* TRY IT
Could you please find each line in the records that contains the word "beak" and copy it?

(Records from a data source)
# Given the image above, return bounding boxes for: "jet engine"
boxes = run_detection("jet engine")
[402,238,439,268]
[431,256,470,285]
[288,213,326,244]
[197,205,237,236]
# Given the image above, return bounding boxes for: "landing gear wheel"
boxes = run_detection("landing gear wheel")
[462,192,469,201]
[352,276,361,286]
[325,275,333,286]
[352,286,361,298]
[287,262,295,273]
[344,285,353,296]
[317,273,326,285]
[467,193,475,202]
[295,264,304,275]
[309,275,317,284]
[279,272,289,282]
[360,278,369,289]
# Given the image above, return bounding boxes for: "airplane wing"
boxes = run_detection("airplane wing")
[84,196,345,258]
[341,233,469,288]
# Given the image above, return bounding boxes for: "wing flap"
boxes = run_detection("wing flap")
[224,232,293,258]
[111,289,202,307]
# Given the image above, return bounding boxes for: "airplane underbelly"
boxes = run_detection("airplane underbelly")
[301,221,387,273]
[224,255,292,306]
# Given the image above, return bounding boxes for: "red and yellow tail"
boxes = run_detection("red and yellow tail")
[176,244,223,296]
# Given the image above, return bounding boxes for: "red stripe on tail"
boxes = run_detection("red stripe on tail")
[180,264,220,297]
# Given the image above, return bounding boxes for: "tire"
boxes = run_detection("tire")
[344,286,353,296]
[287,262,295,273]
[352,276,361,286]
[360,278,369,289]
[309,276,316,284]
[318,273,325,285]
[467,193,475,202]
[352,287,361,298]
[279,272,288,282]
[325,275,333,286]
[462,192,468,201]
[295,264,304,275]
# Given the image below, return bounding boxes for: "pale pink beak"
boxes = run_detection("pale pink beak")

* THE ANSWER
# Given the image below, return bounding boxes for: "pale pink beak"
boxes = run_detection("pale pink beak")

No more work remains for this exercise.